Count the lines in the items below that contain the word "bare" and give only that number.

● DATA RECORDS
════════════════

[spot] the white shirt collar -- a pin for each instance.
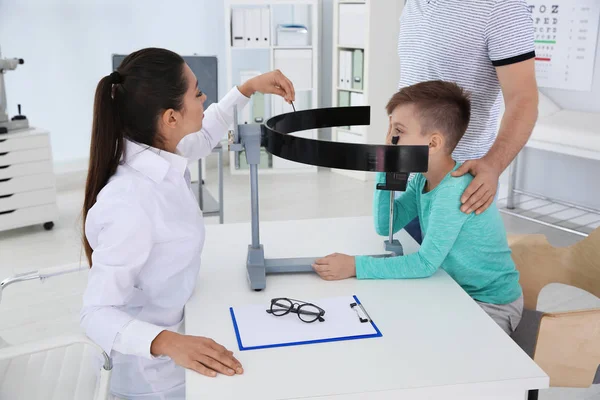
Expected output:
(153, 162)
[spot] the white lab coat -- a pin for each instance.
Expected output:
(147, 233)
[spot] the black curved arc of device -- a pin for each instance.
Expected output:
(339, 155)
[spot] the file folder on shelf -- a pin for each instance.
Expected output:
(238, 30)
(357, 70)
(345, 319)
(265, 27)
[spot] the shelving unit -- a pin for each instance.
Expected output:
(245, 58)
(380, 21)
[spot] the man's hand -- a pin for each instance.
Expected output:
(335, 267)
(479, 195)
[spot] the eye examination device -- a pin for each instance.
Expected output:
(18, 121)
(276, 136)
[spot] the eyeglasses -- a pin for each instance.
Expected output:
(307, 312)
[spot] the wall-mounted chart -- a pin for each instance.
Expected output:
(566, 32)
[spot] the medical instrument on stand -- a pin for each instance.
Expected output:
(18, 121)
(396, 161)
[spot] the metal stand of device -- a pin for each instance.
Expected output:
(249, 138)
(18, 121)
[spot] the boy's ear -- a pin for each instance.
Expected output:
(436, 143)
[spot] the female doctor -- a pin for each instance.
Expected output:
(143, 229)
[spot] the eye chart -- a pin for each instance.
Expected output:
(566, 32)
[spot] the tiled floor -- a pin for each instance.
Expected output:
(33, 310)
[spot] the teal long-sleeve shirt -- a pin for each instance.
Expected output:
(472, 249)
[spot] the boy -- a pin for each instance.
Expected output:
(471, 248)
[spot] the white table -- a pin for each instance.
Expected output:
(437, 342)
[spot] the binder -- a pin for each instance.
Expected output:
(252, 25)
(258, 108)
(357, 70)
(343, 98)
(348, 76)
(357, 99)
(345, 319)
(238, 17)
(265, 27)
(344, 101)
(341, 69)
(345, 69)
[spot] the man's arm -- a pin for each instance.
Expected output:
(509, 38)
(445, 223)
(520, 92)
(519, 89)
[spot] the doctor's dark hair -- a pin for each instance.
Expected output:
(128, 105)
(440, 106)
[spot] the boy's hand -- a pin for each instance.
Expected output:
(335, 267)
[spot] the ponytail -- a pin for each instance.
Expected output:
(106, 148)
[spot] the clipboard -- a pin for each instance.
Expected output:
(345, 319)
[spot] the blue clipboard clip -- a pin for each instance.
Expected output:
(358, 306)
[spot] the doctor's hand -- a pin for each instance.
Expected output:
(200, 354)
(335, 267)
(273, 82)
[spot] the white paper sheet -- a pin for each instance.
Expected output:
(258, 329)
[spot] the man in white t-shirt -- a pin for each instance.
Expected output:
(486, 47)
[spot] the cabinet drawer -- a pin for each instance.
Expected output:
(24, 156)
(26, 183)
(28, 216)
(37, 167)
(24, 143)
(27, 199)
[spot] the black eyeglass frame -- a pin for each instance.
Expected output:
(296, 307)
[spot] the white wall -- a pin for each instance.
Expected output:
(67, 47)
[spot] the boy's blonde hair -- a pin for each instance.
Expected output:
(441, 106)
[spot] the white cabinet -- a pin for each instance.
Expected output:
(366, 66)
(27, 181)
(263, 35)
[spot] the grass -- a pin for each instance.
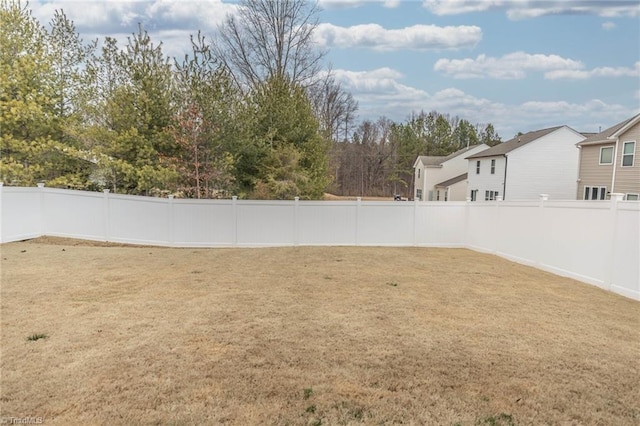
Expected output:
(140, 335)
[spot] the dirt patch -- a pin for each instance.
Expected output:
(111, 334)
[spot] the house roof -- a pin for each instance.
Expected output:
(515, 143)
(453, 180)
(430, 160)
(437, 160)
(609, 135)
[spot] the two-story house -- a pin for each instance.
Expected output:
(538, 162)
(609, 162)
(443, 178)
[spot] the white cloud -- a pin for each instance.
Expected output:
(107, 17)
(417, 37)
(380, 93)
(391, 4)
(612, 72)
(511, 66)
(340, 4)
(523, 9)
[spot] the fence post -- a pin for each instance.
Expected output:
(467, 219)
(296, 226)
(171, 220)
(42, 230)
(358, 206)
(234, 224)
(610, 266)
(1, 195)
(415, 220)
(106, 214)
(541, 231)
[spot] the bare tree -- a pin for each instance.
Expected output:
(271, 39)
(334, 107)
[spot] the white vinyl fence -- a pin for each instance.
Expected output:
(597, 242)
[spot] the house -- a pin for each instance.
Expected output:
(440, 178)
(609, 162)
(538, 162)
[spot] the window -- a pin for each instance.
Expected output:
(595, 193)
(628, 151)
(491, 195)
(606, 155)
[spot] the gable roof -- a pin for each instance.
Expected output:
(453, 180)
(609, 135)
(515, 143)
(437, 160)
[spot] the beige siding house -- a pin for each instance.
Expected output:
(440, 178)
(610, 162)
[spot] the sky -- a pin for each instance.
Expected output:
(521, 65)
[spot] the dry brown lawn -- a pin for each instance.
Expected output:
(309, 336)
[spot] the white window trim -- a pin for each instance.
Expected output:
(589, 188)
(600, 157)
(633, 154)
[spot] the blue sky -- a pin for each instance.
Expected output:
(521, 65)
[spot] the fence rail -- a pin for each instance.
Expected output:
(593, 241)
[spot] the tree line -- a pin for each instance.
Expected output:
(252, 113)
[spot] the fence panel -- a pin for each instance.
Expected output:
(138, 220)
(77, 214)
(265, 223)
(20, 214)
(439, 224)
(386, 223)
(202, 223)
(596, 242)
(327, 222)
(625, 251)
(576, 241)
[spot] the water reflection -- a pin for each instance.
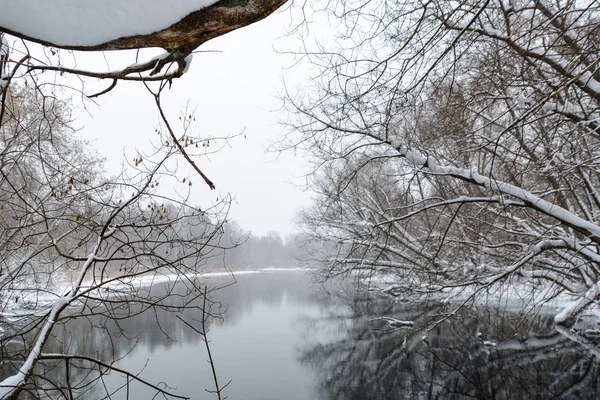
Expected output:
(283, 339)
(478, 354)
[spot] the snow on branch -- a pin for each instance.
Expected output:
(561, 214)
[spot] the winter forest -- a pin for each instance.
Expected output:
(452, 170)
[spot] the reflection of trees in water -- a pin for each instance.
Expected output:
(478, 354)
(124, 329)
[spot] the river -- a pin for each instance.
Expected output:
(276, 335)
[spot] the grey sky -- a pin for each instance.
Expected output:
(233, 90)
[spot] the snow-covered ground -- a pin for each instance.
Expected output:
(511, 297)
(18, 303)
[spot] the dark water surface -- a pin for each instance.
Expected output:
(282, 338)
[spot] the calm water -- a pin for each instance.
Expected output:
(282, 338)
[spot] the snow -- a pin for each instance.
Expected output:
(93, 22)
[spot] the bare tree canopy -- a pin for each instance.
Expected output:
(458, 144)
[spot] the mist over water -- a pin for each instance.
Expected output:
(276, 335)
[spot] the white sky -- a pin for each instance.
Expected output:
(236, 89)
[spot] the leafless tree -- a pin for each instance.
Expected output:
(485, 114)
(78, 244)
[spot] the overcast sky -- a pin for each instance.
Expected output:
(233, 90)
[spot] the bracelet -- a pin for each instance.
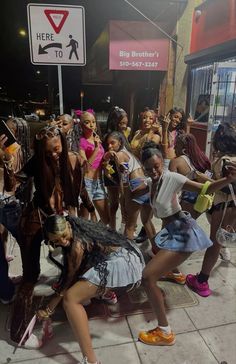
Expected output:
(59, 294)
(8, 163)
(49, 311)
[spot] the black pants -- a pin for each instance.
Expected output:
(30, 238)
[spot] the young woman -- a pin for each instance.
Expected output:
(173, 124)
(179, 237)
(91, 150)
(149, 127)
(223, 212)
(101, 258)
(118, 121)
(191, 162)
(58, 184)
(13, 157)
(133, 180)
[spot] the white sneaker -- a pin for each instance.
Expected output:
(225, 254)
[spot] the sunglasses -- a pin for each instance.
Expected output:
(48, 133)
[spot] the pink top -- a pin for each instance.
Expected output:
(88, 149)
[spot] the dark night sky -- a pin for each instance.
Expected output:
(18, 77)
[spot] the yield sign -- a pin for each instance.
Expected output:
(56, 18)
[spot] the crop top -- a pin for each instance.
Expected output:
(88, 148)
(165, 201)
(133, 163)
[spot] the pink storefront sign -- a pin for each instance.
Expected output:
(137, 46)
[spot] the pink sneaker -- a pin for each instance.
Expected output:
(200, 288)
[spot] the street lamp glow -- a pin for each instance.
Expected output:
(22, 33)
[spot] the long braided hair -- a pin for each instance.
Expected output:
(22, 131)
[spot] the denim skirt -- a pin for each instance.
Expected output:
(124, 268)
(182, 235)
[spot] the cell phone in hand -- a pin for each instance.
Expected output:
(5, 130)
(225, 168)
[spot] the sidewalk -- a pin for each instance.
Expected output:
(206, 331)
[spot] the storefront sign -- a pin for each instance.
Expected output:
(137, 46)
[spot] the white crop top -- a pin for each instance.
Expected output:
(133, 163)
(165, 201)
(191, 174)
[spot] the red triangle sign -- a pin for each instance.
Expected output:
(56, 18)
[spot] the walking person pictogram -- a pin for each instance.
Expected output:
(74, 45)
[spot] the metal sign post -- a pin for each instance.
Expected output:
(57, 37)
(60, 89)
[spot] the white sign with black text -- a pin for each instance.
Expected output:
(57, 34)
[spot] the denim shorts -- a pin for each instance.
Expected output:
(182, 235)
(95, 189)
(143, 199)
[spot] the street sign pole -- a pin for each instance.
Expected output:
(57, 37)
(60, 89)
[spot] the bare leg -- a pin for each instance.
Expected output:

════════════════

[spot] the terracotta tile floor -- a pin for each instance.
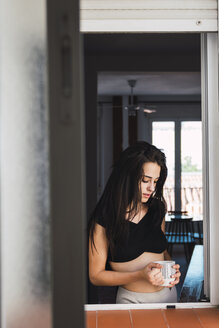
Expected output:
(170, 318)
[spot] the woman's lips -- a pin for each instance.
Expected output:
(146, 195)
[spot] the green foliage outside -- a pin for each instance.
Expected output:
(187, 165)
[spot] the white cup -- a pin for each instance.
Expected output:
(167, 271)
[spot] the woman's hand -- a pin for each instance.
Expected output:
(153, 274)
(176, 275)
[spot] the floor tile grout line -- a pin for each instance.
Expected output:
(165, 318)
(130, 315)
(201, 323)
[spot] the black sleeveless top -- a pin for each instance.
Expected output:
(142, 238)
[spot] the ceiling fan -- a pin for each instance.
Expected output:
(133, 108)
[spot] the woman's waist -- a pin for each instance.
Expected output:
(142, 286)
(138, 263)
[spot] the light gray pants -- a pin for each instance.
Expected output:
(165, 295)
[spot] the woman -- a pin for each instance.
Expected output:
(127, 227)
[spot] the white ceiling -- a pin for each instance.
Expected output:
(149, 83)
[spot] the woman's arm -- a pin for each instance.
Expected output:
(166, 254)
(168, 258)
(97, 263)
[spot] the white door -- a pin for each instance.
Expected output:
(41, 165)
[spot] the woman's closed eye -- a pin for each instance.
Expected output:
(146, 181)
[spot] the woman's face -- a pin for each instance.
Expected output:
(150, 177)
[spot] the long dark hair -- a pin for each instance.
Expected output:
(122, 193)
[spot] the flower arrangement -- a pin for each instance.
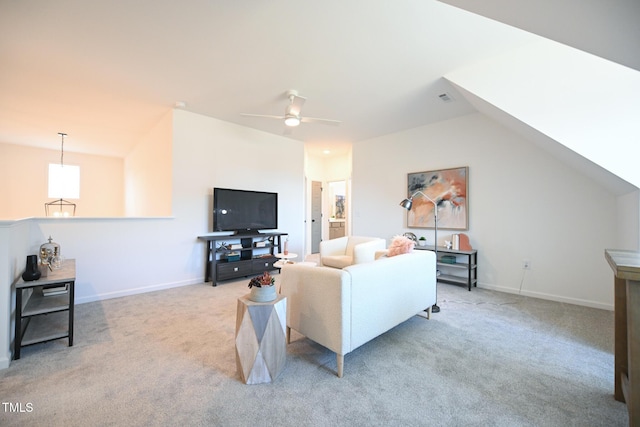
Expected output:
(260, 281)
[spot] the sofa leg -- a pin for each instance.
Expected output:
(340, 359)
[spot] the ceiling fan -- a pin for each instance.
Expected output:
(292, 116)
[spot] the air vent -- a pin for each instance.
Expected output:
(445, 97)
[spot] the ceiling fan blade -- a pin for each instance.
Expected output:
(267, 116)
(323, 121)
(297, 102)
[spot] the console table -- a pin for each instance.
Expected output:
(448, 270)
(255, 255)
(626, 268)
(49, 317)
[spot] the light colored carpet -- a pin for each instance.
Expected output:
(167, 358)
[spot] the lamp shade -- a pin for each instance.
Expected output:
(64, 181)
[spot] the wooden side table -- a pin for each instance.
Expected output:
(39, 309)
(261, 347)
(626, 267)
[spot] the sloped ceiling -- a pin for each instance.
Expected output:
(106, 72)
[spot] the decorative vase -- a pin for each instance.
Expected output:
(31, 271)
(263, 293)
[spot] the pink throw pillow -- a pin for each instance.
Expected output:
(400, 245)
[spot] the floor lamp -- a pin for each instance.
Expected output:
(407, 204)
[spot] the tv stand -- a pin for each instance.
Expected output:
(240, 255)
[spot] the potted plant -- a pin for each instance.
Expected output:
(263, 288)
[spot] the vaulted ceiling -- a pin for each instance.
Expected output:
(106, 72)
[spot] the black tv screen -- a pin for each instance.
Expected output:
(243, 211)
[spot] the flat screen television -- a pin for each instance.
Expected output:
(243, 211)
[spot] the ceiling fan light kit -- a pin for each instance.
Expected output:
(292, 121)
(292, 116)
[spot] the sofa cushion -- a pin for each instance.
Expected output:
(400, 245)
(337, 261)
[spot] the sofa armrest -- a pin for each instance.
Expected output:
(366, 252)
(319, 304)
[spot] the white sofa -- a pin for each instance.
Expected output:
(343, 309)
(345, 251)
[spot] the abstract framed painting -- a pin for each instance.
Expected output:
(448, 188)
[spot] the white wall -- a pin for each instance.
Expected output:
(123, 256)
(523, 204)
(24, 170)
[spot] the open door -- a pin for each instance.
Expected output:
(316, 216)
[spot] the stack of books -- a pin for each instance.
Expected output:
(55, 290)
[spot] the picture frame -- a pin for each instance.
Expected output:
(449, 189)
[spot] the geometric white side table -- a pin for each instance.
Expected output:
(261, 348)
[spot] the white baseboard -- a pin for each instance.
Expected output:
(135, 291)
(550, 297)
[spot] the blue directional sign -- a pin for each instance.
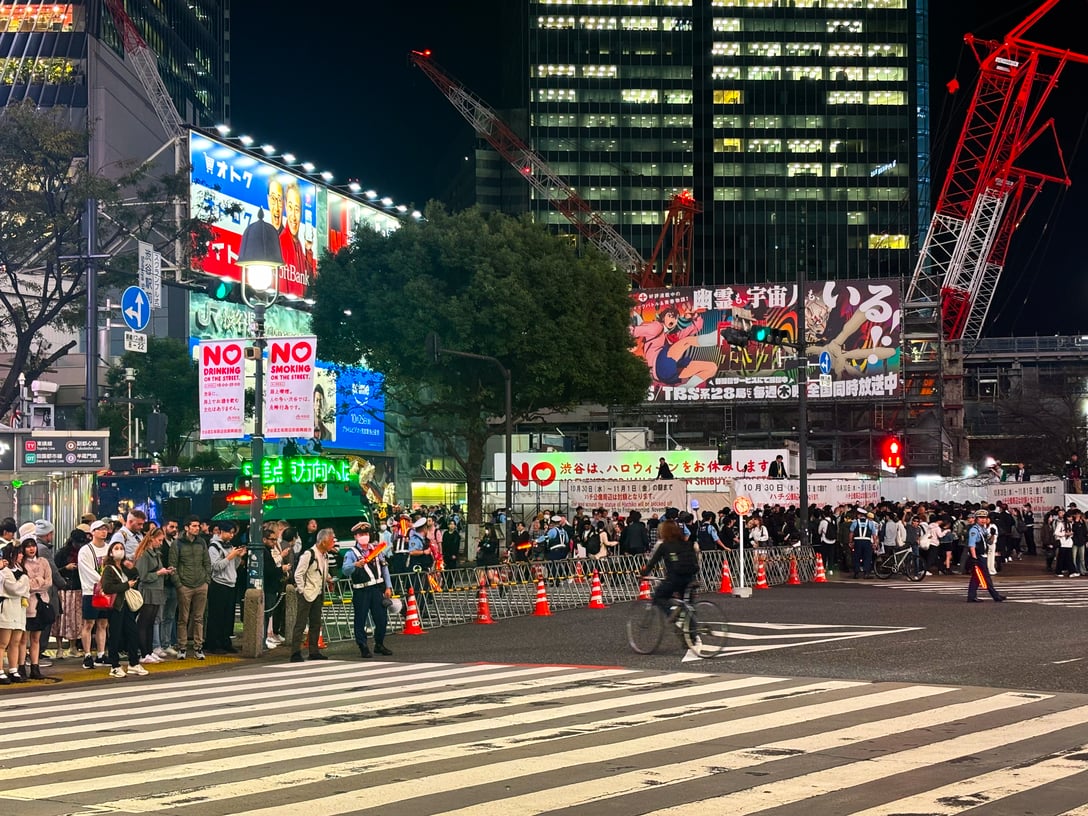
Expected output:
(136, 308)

════════════════

● COMPLETED TASK
3